Source passage:
****

Mandatory benefits are set by local law and cannot be waived. Health insurance (Germany, Netherlands, Japan), pension/superannuation (UK, Australia, Ireland), paid leave (all EU countries, minimum 20 days; Brazil, 30 days), maternity/paternity leave, and social security contributions are statutory in most jurisdictions.
Optional benefits include supplementary private health insurance (standard in UK, Australia, UAE), enhanced pension contributions above statutory minimums, life insurance, dental/vision, and equity participation. In practice, optional benefits in competitive talent markets are competitive requirements rather than true optionals.
The EOR handles statutory benefit enrolment as part of its employment service. Supplementary benefits are either included in the EOR’s local benefits package or sourced separately through a broker.
How do EOR providers handle international benefits?

****

Supplied entries:
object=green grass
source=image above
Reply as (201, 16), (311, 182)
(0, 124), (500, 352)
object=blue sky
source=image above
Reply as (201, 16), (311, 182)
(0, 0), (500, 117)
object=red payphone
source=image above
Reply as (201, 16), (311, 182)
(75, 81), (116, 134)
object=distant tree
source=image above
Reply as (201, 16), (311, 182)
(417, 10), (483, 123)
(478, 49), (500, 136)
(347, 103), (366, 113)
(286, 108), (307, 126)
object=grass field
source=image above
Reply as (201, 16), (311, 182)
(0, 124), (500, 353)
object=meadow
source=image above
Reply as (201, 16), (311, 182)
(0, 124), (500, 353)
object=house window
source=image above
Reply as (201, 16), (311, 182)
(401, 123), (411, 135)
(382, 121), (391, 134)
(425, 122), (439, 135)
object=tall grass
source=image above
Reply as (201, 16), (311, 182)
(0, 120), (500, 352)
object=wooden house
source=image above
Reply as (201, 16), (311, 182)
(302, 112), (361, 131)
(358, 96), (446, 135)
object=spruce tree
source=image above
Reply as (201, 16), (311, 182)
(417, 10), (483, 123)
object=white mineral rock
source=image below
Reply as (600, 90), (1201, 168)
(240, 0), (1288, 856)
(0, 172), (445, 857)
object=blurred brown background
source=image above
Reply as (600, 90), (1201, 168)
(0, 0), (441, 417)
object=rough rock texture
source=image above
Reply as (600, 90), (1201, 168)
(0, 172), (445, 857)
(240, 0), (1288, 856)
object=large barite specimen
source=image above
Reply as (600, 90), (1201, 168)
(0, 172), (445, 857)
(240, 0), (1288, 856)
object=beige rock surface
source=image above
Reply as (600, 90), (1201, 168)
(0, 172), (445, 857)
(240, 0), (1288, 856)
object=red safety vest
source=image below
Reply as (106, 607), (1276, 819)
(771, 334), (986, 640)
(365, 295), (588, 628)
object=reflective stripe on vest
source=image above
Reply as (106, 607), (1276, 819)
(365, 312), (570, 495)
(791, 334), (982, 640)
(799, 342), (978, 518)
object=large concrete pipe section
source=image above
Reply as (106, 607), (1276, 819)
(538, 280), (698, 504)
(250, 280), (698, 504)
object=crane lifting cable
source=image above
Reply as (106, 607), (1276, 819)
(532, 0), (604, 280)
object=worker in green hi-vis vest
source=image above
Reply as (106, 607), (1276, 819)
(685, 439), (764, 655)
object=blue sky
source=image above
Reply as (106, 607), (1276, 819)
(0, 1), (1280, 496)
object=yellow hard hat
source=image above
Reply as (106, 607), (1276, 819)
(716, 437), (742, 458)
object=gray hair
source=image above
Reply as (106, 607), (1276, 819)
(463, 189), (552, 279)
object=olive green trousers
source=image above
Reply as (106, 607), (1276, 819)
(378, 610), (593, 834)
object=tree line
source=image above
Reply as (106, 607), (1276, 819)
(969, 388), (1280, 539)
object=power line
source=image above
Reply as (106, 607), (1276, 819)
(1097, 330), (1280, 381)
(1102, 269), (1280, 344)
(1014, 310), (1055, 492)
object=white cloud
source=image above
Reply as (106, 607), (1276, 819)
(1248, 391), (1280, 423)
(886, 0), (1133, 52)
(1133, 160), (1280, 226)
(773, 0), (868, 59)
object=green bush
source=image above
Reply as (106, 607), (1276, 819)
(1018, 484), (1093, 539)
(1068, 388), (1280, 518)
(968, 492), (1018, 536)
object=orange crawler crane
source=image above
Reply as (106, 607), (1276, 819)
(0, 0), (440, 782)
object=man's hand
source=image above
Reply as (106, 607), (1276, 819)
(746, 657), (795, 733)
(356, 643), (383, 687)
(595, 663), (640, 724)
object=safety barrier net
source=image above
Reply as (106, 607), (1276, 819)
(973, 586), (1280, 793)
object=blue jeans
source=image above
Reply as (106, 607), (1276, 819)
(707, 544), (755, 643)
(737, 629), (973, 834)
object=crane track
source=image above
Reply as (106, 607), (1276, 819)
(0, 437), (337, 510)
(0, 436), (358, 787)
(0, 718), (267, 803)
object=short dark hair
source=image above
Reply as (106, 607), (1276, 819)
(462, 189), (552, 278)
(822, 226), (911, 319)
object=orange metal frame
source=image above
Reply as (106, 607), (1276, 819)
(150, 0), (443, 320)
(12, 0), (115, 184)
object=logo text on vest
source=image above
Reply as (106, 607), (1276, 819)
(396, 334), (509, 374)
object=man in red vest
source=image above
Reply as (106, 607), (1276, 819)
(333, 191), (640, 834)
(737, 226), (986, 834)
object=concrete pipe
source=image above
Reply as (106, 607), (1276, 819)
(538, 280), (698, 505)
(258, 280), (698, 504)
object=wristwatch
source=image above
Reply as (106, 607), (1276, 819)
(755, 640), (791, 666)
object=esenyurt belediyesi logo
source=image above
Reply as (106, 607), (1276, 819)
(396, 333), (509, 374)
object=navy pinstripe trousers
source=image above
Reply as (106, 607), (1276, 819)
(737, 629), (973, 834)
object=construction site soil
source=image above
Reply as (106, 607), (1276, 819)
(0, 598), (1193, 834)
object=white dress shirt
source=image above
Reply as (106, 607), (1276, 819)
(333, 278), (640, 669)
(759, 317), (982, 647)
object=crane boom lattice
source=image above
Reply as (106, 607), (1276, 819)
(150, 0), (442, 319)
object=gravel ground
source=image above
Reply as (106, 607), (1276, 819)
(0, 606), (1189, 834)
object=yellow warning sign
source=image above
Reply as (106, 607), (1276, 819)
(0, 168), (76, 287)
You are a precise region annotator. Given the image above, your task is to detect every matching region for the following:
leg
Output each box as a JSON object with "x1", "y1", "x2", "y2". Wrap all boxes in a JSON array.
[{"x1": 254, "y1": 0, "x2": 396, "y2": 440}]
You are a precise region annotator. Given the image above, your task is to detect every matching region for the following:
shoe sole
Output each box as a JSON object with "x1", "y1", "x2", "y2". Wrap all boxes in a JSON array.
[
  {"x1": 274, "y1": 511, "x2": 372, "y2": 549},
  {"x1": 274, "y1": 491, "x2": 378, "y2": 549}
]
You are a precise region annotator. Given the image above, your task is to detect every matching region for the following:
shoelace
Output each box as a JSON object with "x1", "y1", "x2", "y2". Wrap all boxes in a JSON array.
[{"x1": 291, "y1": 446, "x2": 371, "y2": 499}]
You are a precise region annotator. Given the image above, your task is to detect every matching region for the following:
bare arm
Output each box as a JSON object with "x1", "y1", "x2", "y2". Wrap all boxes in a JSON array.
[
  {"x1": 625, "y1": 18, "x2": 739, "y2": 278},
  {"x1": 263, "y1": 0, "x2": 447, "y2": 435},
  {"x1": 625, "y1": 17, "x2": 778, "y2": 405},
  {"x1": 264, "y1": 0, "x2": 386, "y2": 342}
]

****

What you need to do:
a – In the passage on employee benefits, change "life insurance" to "disability insurance" and give the text again, beginning at the words "Optional benefits include" and stopping after the words "than true optionals.".
b – Lay out the rows as a numbered list with blank lines omitted, beginning at the line that contains "object=short dark hair" and stopping after the line that contains "(0, 168), (76, 287)".

Task-by-task outputs:
a –
Optional benefits include supplementary private health insurance (standard in UK, Australia, UAE), enhanced pension contributions above statutory minimums, disability insurance, dental/vision, and equity participation. In practice, optional benefits in competitive talent markets are competitive requirements rather than true optionals.

b –
1. object=short dark hair
2. source=image above
3. Reply as (106, 607), (1276, 819)
4. (462, 189), (552, 278)
5. (822, 226), (911, 319)
6. object=orange metal frame
7. source=image above
8. Reply as (106, 607), (1276, 819)
9. (150, 0), (443, 320)
10. (12, 0), (115, 184)
11. object=logo text on vest
12. source=image above
13. Reply as (106, 607), (1276, 819)
14. (396, 334), (509, 374)
15. object=man in red vest
16. source=image above
17. Reply as (106, 607), (1276, 819)
18. (333, 191), (640, 834)
19. (737, 226), (986, 834)
20. object=concrete pipe
21. source=image above
22. Reply as (106, 607), (1276, 819)
23. (538, 280), (698, 505)
24. (258, 280), (698, 504)
25. object=wristwatch
26. source=image above
27. Reply as (106, 607), (1276, 819)
28. (755, 640), (791, 666)
29. object=esenyurt belediyesi logo
30. source=image above
31. Reply as (106, 607), (1276, 819)
32. (396, 333), (509, 374)
33. object=navy pinstripe trousers
34. source=image above
35. Reply as (106, 607), (1276, 819)
36. (737, 629), (973, 834)
37. object=construction site soil
38. source=image above
39. Reply as (106, 607), (1276, 819)
40. (0, 598), (1193, 834)
41. object=white dress shirt
42. source=image above
43. Reply as (106, 607), (1276, 819)
44. (333, 278), (640, 669)
45. (759, 317), (982, 647)
46. object=crane boom lattice
47. source=image above
48. Reply as (106, 607), (1276, 819)
49. (150, 0), (442, 319)
50. object=gravel ground
51. source=image above
52. Reply as (106, 607), (1276, 819)
53. (0, 606), (1189, 834)
54. object=yellow warning sign
55. source=image above
56. Reply as (106, 607), (1276, 819)
57. (0, 168), (76, 287)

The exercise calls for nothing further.